(Dataset excerpts)

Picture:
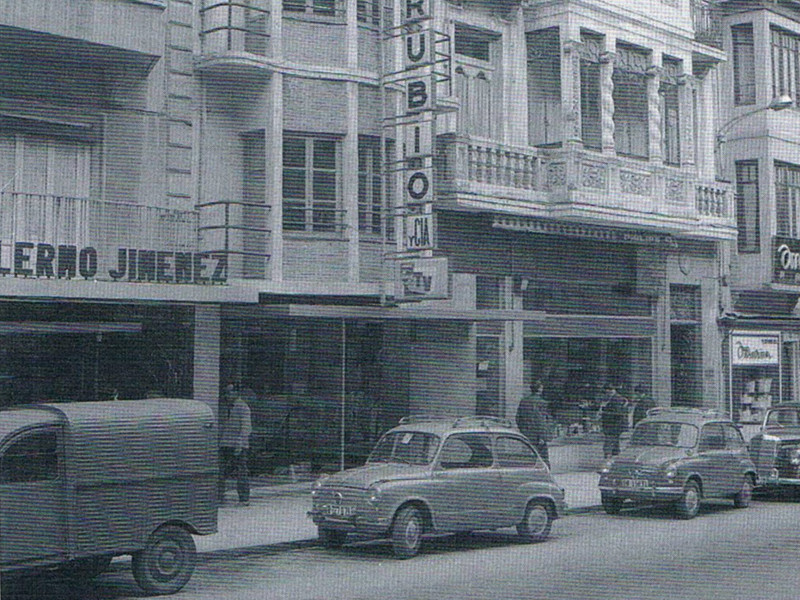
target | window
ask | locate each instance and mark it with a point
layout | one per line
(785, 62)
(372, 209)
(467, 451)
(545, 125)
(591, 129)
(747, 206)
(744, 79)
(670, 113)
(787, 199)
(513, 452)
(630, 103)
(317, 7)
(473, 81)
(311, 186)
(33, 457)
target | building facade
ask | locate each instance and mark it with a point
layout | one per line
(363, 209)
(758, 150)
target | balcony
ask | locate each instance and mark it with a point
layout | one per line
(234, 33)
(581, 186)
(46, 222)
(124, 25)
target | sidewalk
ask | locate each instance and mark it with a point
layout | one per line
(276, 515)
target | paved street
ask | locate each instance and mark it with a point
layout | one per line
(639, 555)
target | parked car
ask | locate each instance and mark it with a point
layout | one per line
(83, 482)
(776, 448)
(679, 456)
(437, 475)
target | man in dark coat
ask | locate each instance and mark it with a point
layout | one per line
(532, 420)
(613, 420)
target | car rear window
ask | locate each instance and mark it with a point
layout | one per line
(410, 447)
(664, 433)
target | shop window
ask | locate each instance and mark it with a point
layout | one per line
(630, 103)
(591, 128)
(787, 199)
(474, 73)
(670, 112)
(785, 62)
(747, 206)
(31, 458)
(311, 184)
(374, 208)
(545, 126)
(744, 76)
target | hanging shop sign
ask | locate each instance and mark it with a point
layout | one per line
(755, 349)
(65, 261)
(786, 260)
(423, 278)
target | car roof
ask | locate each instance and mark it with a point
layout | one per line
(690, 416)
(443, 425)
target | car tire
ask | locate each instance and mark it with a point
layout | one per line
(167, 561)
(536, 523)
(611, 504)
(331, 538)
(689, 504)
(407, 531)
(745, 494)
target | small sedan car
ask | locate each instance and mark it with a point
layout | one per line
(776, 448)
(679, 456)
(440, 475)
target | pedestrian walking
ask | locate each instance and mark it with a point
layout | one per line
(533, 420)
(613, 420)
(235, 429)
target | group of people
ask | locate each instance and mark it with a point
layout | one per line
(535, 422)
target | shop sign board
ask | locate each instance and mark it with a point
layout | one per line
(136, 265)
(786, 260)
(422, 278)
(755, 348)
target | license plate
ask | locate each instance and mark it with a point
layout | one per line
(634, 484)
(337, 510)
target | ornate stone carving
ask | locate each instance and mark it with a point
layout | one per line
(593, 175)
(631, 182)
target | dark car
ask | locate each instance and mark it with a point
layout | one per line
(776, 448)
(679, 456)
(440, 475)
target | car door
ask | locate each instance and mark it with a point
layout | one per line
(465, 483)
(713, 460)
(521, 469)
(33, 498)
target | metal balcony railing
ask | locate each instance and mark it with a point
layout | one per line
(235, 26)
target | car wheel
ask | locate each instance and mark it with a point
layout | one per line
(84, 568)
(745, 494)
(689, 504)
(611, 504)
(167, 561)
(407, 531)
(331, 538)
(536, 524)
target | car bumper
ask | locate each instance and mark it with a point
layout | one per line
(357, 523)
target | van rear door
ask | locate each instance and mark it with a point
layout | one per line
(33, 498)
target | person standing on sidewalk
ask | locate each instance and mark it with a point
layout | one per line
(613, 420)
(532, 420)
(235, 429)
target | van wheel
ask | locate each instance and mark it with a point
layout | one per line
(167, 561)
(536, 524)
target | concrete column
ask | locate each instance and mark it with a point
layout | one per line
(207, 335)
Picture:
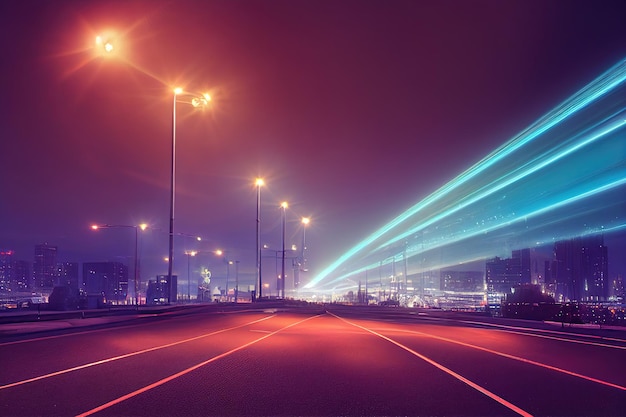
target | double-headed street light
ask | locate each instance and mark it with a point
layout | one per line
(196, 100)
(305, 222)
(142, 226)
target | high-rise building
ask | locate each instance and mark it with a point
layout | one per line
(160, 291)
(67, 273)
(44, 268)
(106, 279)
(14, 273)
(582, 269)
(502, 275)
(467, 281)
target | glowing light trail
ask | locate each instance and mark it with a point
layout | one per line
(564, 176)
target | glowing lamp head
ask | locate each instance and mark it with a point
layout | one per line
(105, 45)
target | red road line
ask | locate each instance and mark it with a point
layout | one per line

◆ Problem to solve ◆
Beginning at the line above with "target | high-rise building" and finishing at the line with "target | glowing lamp head", return each line exactly and return nothing else.

◆ Answer to this problem ◆
target | high-rise building
ask | locate each instance and mark it with a point
layout | one per line
(160, 291)
(67, 273)
(44, 268)
(106, 279)
(14, 273)
(582, 269)
(502, 275)
(467, 281)
target | glowing light trail
ask | locate each instance and mark it with a point
layout | one per line
(564, 176)
target | glowing lamp head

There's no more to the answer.